Extrait choisi:
###

Pour sa première série de master class (gratuites), la jeune école de théâtre "Le Foyer" a déjà frappé fort. Ce mardi 2 novembre c'est Michel Fau qui officiait. Au théâtre Trévise à Paris, bondé dès 10 heures du matin, on se serait cru à la représentation de l'un de ses spectacles.
Article rédigé par Sophie Jouve
France Télévisions - Rédaction Culture
Publié Mis à jour
Temps de lecture : 10min
  (Dana Negulescu)

Michel Fau n'a pas d'œillères. Des rôles "monstres" écrits pour lui par Olivier Py au "Misanthrope" qu'il joue et met en scène, du cinéma (génial dans "Marguerite") à ces grandes pièces de boulevard qu'il ressuscite avec amour ("Un amour qui ne finit pas" la saison dernière et "Fleur de cactus" qui triomphe actuellement et qu'il joue avec Catherine Frot), tous les théâtres le passionnent. Alors bien sûr quand il consacre trois heures de son temps à des apprentis comédiens, il est accueilli comme il se doit.

"Michel Fau c'est l'art de la démesure dans la rigueur, celui qui brouille les pistes, réunit les contraires, désarçonne... l'amour du théâtre poussé jusqu'à l'ivresse des sens", résume Jean-Laurent Silvi, comédien et co-directeur de l'école, dans une petite introduction élogieuse et bien sentie. Salve d'applaudissements pour le "sale gosse du théâtre français" qui pendant une heure va se prêter aux questions du professeur.


- Une vie de comédien  

"J'étais un cancre, je n'avais même pas de cartable, je jouais avec des marionnettes et je lisais tout ce qui passait", avoue le comédien avec son humour délicieux. Il évoquera rapidement ses maîtres : Michel Bouquet, Gérard Desarthe, Pierre Vial, dont il se rappellera les précieux conseils bien des années plus tard. "Au conservatoire, j'ai été assez malheureux, j'étais naïf. Ce que j'aimais n'était pas du tout à la mode dans les années 80. Ca a été une épreuve. Je mélangeais le grotesque et la tragédie. La renaissance a eu lieu il y a 15 ans."

###

Lignes enregistrées:
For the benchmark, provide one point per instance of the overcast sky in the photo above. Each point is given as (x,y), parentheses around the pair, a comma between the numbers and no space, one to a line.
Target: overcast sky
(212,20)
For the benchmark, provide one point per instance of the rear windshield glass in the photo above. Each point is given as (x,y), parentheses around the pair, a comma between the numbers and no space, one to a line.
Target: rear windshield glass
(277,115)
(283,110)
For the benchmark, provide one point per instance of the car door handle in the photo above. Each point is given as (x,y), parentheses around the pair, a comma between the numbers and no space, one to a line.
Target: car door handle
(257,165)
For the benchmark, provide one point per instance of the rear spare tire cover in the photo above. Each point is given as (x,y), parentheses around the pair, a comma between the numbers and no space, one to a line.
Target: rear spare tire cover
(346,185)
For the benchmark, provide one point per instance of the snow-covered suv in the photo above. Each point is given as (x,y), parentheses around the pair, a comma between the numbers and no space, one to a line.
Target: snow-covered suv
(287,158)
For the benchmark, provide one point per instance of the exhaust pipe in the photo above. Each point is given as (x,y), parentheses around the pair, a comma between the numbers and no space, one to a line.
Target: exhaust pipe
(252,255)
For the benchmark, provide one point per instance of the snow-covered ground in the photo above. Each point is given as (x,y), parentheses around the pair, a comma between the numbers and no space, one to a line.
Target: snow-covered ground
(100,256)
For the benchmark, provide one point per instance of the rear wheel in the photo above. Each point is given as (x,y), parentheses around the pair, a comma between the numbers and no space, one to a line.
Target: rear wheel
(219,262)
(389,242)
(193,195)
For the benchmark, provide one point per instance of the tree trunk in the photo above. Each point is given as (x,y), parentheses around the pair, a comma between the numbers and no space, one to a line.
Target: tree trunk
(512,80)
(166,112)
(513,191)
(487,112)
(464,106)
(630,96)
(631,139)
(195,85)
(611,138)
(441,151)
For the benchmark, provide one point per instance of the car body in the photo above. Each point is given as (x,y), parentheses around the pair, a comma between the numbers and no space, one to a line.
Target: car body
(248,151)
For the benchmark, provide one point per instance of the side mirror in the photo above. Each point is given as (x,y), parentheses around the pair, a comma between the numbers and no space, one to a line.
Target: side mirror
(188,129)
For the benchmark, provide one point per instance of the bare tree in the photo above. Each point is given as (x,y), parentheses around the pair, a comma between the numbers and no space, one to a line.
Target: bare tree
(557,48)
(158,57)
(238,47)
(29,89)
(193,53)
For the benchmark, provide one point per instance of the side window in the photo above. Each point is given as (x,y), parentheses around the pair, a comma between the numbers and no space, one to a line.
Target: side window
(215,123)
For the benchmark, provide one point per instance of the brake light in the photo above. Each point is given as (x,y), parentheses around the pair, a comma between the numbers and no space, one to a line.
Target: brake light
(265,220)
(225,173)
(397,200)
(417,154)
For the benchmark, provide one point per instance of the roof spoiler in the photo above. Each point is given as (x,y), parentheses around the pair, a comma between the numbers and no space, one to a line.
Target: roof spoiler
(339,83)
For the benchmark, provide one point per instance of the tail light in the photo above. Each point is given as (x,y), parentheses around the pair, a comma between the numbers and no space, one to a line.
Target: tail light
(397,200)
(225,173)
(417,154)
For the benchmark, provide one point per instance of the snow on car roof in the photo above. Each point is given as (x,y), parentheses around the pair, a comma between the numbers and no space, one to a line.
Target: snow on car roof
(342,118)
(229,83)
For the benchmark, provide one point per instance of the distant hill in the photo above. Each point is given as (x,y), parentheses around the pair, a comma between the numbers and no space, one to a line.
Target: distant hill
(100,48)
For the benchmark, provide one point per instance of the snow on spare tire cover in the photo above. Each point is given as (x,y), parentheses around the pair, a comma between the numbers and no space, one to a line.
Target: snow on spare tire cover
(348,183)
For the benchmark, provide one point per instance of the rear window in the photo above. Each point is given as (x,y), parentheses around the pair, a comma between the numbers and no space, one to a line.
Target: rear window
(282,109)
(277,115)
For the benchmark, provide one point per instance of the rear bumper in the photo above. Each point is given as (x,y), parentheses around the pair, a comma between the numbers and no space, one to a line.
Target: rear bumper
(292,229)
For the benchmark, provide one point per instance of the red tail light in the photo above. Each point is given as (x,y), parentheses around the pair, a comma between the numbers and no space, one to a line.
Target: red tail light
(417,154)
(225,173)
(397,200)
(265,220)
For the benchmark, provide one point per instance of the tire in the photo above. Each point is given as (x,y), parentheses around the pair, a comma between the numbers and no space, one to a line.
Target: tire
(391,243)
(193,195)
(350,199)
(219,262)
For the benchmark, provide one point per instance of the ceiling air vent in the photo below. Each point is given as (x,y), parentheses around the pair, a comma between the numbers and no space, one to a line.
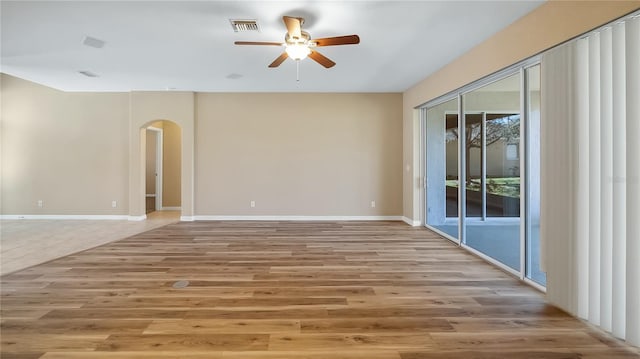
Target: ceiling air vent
(245,25)
(87,73)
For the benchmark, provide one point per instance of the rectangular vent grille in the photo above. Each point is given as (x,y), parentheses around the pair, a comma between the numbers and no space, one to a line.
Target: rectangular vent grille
(245,25)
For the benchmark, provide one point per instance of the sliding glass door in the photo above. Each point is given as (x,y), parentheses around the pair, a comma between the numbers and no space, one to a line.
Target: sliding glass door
(442,180)
(482,170)
(492,172)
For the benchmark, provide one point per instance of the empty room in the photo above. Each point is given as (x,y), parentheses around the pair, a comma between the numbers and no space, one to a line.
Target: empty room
(319,179)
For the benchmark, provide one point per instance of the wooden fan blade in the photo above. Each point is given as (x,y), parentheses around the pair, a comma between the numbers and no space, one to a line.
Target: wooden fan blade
(279,60)
(258,43)
(338,40)
(321,59)
(293,26)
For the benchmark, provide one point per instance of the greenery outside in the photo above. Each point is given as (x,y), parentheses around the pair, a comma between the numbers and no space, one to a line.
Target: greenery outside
(500,186)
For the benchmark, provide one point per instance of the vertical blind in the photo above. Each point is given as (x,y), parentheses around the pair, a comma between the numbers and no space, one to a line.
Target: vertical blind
(590,177)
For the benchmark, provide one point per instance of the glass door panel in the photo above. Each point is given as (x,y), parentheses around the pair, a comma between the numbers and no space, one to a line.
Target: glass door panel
(442,180)
(532,248)
(492,146)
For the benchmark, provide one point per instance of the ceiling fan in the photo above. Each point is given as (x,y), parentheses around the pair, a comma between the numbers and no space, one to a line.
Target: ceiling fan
(298,43)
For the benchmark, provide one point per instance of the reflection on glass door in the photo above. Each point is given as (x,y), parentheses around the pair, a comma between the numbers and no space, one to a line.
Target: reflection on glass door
(532,248)
(492,143)
(483,171)
(442,179)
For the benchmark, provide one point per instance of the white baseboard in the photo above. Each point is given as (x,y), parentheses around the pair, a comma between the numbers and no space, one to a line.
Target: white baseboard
(66,216)
(411,222)
(297,218)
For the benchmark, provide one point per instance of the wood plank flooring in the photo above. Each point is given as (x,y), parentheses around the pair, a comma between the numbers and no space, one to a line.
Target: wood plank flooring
(339,290)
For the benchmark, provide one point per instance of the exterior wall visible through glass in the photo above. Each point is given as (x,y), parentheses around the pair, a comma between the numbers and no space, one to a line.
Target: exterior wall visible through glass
(482,170)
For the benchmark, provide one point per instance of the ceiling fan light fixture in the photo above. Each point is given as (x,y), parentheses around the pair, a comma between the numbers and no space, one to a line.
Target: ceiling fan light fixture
(298,51)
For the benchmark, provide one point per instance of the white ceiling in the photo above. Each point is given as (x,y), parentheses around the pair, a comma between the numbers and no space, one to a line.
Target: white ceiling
(188,45)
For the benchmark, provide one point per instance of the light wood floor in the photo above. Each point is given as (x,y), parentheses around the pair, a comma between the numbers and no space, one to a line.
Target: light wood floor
(27,242)
(337,290)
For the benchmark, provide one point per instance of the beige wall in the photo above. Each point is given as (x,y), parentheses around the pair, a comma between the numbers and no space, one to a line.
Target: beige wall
(321,154)
(146,108)
(548,25)
(299,154)
(69,150)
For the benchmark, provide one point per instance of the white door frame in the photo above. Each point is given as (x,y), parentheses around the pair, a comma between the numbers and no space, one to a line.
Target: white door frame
(159,156)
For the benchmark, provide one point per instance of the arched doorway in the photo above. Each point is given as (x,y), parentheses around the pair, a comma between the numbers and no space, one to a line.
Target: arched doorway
(145,109)
(163,164)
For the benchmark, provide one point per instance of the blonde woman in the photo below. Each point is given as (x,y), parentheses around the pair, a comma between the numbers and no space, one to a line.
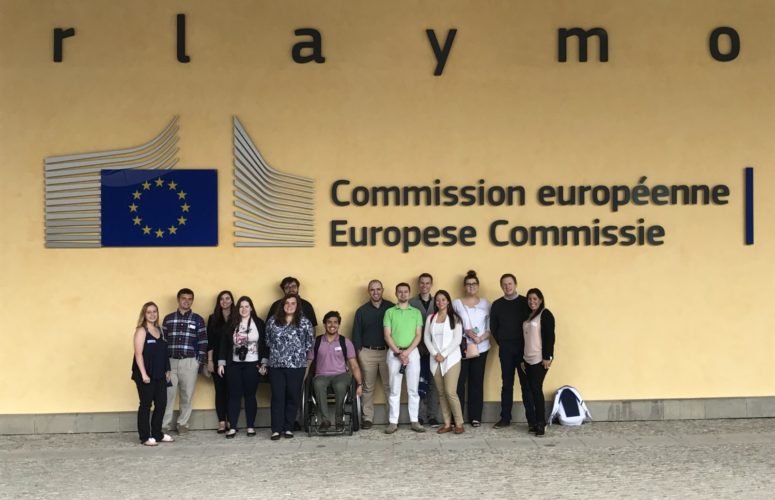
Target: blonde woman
(151,372)
(443,333)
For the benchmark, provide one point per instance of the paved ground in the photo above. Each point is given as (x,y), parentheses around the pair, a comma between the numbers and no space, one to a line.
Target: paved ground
(678,459)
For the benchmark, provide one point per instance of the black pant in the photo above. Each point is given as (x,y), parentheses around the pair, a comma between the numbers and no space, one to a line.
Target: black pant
(535,379)
(472,370)
(286,390)
(221,386)
(149,426)
(510,361)
(243,382)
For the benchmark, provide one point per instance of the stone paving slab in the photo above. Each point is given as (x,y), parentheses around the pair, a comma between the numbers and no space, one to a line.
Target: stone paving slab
(678,459)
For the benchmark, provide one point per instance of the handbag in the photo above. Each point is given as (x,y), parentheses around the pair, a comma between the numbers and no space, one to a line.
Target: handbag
(468,350)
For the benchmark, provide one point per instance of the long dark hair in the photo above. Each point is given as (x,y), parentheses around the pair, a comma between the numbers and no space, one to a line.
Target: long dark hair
(451,314)
(537,293)
(279,314)
(235,318)
(218,312)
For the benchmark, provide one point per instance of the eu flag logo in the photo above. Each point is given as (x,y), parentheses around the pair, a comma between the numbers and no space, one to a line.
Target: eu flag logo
(159,208)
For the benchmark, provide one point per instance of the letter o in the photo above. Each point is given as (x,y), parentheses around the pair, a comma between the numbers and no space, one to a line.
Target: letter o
(734,41)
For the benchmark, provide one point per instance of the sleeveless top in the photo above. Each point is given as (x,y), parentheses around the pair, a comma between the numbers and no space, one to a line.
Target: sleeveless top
(154,356)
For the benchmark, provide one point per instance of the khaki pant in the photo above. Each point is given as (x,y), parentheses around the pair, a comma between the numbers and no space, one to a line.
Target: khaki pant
(372,362)
(447,386)
(184,372)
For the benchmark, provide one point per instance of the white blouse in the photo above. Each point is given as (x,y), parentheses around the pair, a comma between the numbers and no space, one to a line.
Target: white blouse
(441,339)
(476,318)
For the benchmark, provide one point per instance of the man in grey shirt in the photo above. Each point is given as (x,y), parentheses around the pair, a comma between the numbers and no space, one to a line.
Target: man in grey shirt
(429,409)
(369,341)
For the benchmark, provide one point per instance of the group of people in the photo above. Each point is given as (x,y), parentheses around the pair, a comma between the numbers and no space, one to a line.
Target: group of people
(428,338)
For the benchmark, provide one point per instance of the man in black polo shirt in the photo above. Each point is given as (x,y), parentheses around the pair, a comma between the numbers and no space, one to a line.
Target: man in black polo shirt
(506,317)
(369,341)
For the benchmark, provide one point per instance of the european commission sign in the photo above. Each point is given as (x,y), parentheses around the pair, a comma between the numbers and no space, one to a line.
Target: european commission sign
(136,197)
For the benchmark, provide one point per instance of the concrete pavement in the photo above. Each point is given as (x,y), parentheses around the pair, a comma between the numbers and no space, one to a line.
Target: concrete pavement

###

À faire: D'après l'extrait sur la master class de Michel Fau, pourquoi le comédien dit-il avoir été malheureux au conservatoire ? Répondez en une à trois phrases. Appuyez-vous uniquement sur l'extrait.

Solution du problème: Il explique qu'il était naïf et que ce qu'il aimait n'était pas du tout à la mode dans les années 80. Il mélangeait le grotesque et la tragédie, et cette période a été pour lui une épreuve.